(Data records)
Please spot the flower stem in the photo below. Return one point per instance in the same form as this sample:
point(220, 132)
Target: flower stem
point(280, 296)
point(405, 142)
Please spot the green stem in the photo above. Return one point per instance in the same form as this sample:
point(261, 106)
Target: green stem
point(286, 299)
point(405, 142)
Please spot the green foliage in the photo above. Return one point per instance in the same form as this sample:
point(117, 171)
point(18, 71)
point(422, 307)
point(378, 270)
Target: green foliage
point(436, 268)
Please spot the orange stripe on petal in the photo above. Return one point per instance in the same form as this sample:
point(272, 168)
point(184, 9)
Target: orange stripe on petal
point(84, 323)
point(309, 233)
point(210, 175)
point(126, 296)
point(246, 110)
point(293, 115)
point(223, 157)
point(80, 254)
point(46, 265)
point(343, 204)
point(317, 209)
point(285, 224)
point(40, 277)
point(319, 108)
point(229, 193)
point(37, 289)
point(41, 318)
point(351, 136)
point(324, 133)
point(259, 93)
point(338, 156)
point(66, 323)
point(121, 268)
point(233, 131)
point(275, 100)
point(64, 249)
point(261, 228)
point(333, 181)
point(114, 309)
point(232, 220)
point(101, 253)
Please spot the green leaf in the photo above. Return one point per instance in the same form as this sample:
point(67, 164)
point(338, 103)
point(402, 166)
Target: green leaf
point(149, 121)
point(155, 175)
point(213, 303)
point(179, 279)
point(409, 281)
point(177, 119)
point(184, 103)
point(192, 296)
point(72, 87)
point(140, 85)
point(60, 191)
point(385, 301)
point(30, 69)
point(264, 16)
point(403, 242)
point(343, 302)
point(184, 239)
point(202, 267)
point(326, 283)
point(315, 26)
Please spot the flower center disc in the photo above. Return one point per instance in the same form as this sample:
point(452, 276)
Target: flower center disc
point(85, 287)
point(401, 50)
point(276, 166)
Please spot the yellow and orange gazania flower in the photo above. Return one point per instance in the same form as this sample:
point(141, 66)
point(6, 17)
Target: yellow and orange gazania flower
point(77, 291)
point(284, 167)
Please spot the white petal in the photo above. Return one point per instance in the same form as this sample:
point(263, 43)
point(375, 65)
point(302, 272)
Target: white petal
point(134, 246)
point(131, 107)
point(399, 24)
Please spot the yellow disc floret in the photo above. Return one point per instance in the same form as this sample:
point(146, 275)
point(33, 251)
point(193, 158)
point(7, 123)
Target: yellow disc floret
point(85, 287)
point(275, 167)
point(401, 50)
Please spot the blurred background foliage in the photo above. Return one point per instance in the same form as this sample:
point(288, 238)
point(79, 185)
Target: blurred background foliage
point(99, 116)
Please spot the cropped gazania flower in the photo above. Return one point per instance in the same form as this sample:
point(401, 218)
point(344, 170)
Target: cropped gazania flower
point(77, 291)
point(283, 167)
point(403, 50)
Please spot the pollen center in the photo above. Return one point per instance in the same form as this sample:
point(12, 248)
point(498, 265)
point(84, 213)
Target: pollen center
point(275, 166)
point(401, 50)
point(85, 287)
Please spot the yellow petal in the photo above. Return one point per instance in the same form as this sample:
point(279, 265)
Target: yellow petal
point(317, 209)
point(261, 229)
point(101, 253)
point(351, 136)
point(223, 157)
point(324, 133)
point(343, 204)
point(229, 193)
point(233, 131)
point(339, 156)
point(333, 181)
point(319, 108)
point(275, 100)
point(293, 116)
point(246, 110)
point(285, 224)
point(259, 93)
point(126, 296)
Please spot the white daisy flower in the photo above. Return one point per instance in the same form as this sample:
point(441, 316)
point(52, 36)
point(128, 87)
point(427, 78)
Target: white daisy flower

**Exercise description:** Extract each line of the items above and repeat it verbatim, leaving nothing out.

**Response to the task:**
Please spot the flower stem in the photo below. Return one point per instance in the same form as this sample:
point(220, 132)
Target: flower stem
point(280, 296)
point(405, 142)
Please spot the green stem in the photo above. Return one point per instance in the same form as this sample:
point(261, 106)
Target: green stem
point(286, 299)
point(405, 142)
Please spot the green foliage in the photo above. Return one point per instance in the same form as this sample:
point(117, 171)
point(18, 71)
point(422, 307)
point(378, 270)
Target: green foliage
point(436, 268)
Please spot the orange stripe on petal in the photo above. Return one point per instance in the same form as this sample:
point(272, 168)
point(184, 9)
Target: orange stripe on petal
point(84, 323)
point(309, 233)
point(210, 175)
point(126, 296)
point(246, 110)
point(293, 115)
point(223, 157)
point(80, 254)
point(46, 265)
point(343, 204)
point(317, 209)
point(285, 224)
point(40, 277)
point(319, 108)
point(229, 193)
point(37, 289)
point(41, 318)
point(351, 136)
point(324, 133)
point(259, 93)
point(338, 156)
point(66, 323)
point(121, 268)
point(233, 131)
point(275, 100)
point(64, 249)
point(261, 228)
point(333, 181)
point(114, 309)
point(232, 220)
point(101, 253)
Please spot the green leaf in the photo above. Return one point per instance in the same form as this sample:
point(67, 164)
point(338, 103)
point(402, 166)
Target: green leaf
point(149, 121)
point(155, 175)
point(213, 303)
point(179, 279)
point(409, 281)
point(177, 119)
point(184, 103)
point(192, 296)
point(72, 87)
point(140, 85)
point(60, 191)
point(385, 301)
point(30, 69)
point(264, 16)
point(403, 242)
point(343, 302)
point(184, 239)
point(202, 267)
point(326, 283)
point(315, 26)
Please spot the flower center disc in the photo above. Return one point per instance in the same form as this sample:
point(452, 276)
Target: flower center disc
point(85, 287)
point(401, 50)
point(276, 166)
Please spot the yellow and orange gazania flower in the photo above. Return one point per instance in the same form as this sample:
point(141, 66)
point(6, 17)
Target: yellow and orange gazania flower
point(77, 291)
point(284, 167)
Please spot the white petal in the photo above. Return one point per instance in the same form as this sample:
point(263, 43)
point(375, 65)
point(302, 272)
Target: white petal
point(134, 246)
point(131, 107)
point(399, 24)
Please spot the yellow disc floret in the photo above. Return one point per instance in the same form as this sample:
point(146, 275)
point(33, 251)
point(193, 158)
point(7, 123)
Target: yellow disc floret
point(85, 287)
point(275, 167)
point(401, 50)
Please spot the blurred background foliage in the photo above. Return one point per instance in the same form as this sample:
point(288, 238)
point(79, 185)
Target: blurred background foliage
point(99, 116)
Please spot the cropped gazania flower in the photo above. Return one point per instance in the same form as this sample:
point(401, 218)
point(344, 170)
Target: cropped gazania flower
point(77, 291)
point(283, 167)
point(403, 50)
Please spot the pollen center in the photo above. Return one point per instance in the same form as this sample:
point(12, 248)
point(498, 265)
point(84, 213)
Target: pollen center
point(275, 166)
point(401, 50)
point(85, 287)
Please spot the yellow petal in the photo above. Return one point per instance in the same form as this sample:
point(279, 265)
Target: yellow petal
point(317, 209)
point(261, 229)
point(101, 253)
point(351, 136)
point(223, 157)
point(324, 133)
point(343, 204)
point(229, 193)
point(233, 131)
point(339, 156)
point(333, 181)
point(319, 108)
point(275, 100)
point(293, 116)
point(246, 110)
point(285, 224)
point(259, 93)
point(126, 296)
Please spot the white daisy flower in the photo above. Return one point per instance in the same form as this sample:
point(441, 316)
point(52, 36)
point(128, 87)
point(427, 78)
Target: white daisy flower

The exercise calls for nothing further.